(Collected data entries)
* Begin *

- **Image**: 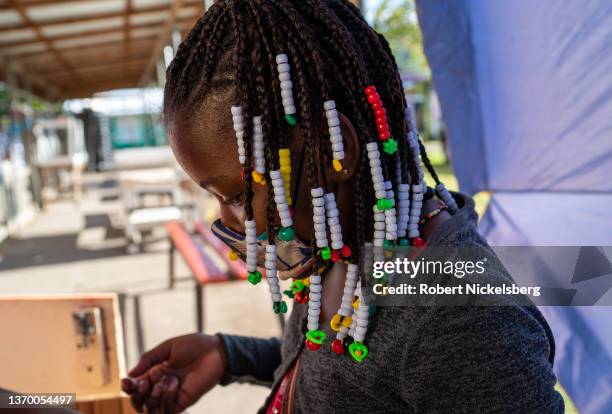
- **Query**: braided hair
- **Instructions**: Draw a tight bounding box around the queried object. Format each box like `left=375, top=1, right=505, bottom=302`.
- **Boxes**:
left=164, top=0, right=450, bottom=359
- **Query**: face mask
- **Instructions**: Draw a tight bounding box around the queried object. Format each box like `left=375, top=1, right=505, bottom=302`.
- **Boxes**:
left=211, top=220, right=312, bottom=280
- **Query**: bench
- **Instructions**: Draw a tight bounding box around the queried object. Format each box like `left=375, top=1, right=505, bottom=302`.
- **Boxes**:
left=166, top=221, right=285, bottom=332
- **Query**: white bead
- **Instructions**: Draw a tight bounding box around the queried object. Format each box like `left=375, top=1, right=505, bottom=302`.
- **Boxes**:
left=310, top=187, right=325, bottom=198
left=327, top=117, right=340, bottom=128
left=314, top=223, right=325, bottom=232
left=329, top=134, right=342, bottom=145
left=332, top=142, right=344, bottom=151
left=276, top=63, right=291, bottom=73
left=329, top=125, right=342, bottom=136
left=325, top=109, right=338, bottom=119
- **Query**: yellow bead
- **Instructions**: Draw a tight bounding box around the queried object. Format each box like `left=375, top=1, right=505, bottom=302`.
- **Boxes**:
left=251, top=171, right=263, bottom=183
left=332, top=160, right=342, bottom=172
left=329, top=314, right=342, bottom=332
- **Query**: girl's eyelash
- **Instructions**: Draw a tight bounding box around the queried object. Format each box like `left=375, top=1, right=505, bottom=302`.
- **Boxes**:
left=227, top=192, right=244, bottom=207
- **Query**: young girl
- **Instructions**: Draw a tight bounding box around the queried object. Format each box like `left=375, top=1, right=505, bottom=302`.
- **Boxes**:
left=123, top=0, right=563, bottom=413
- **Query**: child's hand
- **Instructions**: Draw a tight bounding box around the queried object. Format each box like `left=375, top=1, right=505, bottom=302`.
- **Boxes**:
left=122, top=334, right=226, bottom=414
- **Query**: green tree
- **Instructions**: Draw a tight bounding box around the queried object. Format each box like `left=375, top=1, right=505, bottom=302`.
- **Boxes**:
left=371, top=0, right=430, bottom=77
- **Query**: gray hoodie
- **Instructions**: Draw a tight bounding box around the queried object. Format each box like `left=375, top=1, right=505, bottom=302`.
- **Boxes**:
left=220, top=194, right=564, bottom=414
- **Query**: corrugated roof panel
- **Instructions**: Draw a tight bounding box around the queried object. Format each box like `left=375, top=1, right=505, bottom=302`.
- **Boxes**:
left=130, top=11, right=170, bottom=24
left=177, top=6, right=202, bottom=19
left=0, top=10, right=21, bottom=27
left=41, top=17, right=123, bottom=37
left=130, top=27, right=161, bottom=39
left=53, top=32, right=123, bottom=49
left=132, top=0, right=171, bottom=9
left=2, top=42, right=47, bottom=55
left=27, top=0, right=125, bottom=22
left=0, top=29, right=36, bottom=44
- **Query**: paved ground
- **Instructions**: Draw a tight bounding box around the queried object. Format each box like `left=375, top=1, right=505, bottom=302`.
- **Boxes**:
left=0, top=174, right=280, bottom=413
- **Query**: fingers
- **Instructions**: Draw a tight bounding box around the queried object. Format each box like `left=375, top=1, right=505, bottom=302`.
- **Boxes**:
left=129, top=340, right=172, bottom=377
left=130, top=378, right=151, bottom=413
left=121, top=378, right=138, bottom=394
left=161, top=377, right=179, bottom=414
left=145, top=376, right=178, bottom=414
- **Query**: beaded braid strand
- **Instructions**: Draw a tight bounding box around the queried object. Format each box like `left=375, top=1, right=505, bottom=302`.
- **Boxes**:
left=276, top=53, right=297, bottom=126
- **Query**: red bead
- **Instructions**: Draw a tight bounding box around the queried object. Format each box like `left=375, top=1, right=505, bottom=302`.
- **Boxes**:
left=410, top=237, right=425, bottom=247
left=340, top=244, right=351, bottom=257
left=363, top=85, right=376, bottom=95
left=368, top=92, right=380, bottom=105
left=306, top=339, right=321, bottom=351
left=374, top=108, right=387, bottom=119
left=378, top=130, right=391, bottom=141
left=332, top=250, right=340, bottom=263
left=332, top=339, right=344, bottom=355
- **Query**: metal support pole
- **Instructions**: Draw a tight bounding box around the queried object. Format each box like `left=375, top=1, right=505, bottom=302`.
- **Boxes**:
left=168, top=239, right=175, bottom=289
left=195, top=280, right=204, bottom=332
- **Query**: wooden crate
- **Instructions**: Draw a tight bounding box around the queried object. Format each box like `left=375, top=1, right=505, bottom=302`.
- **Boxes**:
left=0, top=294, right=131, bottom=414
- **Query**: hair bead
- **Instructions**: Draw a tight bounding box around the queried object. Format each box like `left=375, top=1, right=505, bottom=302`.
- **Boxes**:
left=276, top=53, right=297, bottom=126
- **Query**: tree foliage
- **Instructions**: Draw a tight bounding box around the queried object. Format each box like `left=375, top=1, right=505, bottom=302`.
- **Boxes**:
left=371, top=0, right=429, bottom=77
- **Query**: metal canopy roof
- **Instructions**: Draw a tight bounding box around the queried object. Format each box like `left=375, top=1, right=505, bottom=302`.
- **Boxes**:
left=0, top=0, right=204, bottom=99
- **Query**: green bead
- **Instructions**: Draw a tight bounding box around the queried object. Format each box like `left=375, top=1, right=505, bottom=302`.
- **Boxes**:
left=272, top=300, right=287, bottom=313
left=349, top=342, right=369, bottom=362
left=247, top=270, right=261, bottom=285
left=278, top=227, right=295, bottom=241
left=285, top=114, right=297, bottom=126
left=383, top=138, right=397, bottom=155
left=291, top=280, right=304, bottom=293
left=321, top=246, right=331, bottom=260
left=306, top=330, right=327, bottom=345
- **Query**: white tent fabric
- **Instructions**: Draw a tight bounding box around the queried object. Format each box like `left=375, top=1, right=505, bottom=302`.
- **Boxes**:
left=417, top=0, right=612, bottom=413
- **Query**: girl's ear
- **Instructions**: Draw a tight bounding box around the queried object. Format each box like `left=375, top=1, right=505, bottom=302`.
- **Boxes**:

* End *

Exercise:
Copy all of the records above word for word, omitting the pictures.

Written solution:
- **Image**: 
- **Query**: braided hair
- **Instructions**: Draw a tight bounding box around the queried object. Format each box like `left=375, top=1, right=505, bottom=302`.
- **Boxes**:
left=164, top=0, right=450, bottom=359
- **Query**: face mask
- **Instructions**: Draw a tight bounding box around the queried object. Format each box like `left=375, top=1, right=505, bottom=302`.
- **Boxes**:
left=211, top=220, right=312, bottom=280
- **Query**: bench
- **Instructions**: Draw a tight bounding box around the queried object. Format each box like `left=375, top=1, right=505, bottom=302`.
- **Boxes**:
left=166, top=221, right=285, bottom=332
- **Query**: white bead
- **Instructions**: Draw a tight bounding box around the queried object. Format each box like `left=375, top=1, right=505, bottom=302`.
- **Boxes**:
left=310, top=187, right=325, bottom=198
left=327, top=117, right=340, bottom=128
left=314, top=223, right=325, bottom=232
left=329, top=134, right=342, bottom=145
left=332, top=142, right=344, bottom=151
left=276, top=63, right=291, bottom=73
left=329, top=125, right=342, bottom=136
left=325, top=109, right=338, bottom=119
- **Query**: yellow bead
- **Instructions**: Draw a tight bounding box around the queried object. Format each box like `left=375, top=1, right=505, bottom=302`.
- **Boxes**:
left=251, top=171, right=263, bottom=183
left=332, top=160, right=342, bottom=172
left=329, top=314, right=342, bottom=332
- **Query**: girl's eyelash
- **Instructions**: Draw a tight bounding box around the queried object. Format each box like `left=375, top=1, right=505, bottom=302`.
- **Boxes**:
left=227, top=192, right=244, bottom=207
- **Query**: young girl
- **Instructions**: Draw a tight bounding box around the queried object. Format each box like `left=375, top=1, right=505, bottom=302`.
- **Boxes**:
left=123, top=0, right=563, bottom=413
- **Query**: child's hand
- **Instructions**: Draw a tight bounding box around the queried object. Format each box like `left=375, top=1, right=505, bottom=302`.
- **Boxes**:
left=122, top=334, right=226, bottom=414
- **Query**: green tree
- **Instructions**: Draw a tight bounding box around the queried object. Format each box like `left=375, top=1, right=505, bottom=302`.
- **Boxes**:
left=371, top=0, right=430, bottom=77
- **Query**: gray hoodie
- **Instructions**: Draw a tight bounding box around the queried object. Format each box like `left=375, top=1, right=505, bottom=302`.
- **Boxes**:
left=220, top=194, right=564, bottom=414
- **Query**: corrugated roof panel
- **Instructions**: Draw a tight bounding box around the queried object. Format each box like `left=375, top=1, right=505, bottom=302`.
- **Boxes**:
left=130, top=11, right=170, bottom=24
left=177, top=6, right=202, bottom=19
left=0, top=10, right=21, bottom=27
left=41, top=17, right=123, bottom=37
left=130, top=27, right=161, bottom=39
left=53, top=32, right=123, bottom=49
left=132, top=0, right=171, bottom=9
left=2, top=42, right=47, bottom=55
left=27, top=0, right=125, bottom=22
left=0, top=29, right=36, bottom=44
- **Query**: paved ground
- **Instructions**: Draw a tight bounding box around the queried object. Format each box like `left=375, top=1, right=505, bottom=302`.
- **Boxes**:
left=0, top=174, right=280, bottom=413
- **Query**: fingers
- **Instructions**: Draw a tight bounding box around the queried object. Format each box like `left=375, top=1, right=505, bottom=302`.
- **Boxes**:
left=129, top=340, right=172, bottom=377
left=130, top=378, right=151, bottom=413
left=121, top=378, right=138, bottom=394
left=161, top=377, right=179, bottom=414
left=145, top=376, right=178, bottom=414
- **Query**: beaded braid strand
- **Instructions**: Draw a tight bounding box around the queried object. Format each box like `left=375, top=1, right=505, bottom=302`.
- **Boxes**:
left=276, top=53, right=297, bottom=126
- **Query**: red bead
- **Instructions**: Draw a tight bounding box around the queried object. Format each box like `left=375, top=1, right=505, bottom=302`.
- **Boxes**:
left=410, top=237, right=425, bottom=247
left=340, top=244, right=351, bottom=257
left=363, top=85, right=376, bottom=95
left=368, top=92, right=380, bottom=105
left=306, top=339, right=321, bottom=351
left=374, top=108, right=387, bottom=119
left=378, top=130, right=391, bottom=141
left=332, top=250, right=340, bottom=263
left=332, top=339, right=344, bottom=355
- **Query**: metal support pole
- **Instructions**: Draw a tight bounding box around the queried object. Format each box like `left=375, top=1, right=505, bottom=302`.
- **Boxes**:
left=168, top=239, right=175, bottom=289
left=195, top=280, right=204, bottom=332
- **Query**: wooden crate
- **Instructions**: Draw a tight bounding box around the queried object. Format each box like `left=375, top=1, right=505, bottom=302`.
- **Boxes**:
left=0, top=294, right=131, bottom=414
- **Query**: hair bead
- **Instructions**: Draw a tight bounding box around the queried object. Format each box like `left=375, top=1, right=505, bottom=302`.
- **Boxes**:
left=276, top=53, right=297, bottom=126
- **Query**: tree foliage
- **Instructions**: Draw a tight bounding box around the queried object. Format each box like `left=375, top=1, right=505, bottom=302`.
- **Boxes**:
left=371, top=0, right=429, bottom=77
- **Query**: metal canopy roof
- **Instructions**: Draw a tight bounding box around the queried object. Format each box like `left=375, top=1, right=505, bottom=302`.
- **Boxes**:
left=0, top=0, right=204, bottom=99
- **Query**: green bead
- **Instructions**: Draw a tight bounding box around the queried object. Format each box like `left=375, top=1, right=505, bottom=302`.
- **Boxes**:
left=272, top=300, right=287, bottom=313
left=349, top=342, right=369, bottom=362
left=247, top=270, right=261, bottom=285
left=278, top=227, right=295, bottom=241
left=285, top=114, right=297, bottom=126
left=383, top=138, right=397, bottom=155
left=291, top=280, right=304, bottom=293
left=321, top=246, right=331, bottom=260
left=306, top=330, right=327, bottom=345
- **Query**: white tent fabric
- **Instructions**: Draw a tight bounding box around the queried object. Format each box like `left=375, top=1, right=505, bottom=302`.
- **Boxes**:
left=417, top=0, right=612, bottom=413
- **Query**: girl's ear
- **Instructions**: Draw a tight bounding box around the queried object. Format each box like `left=375, top=1, right=505, bottom=302`.
- **Boxes**:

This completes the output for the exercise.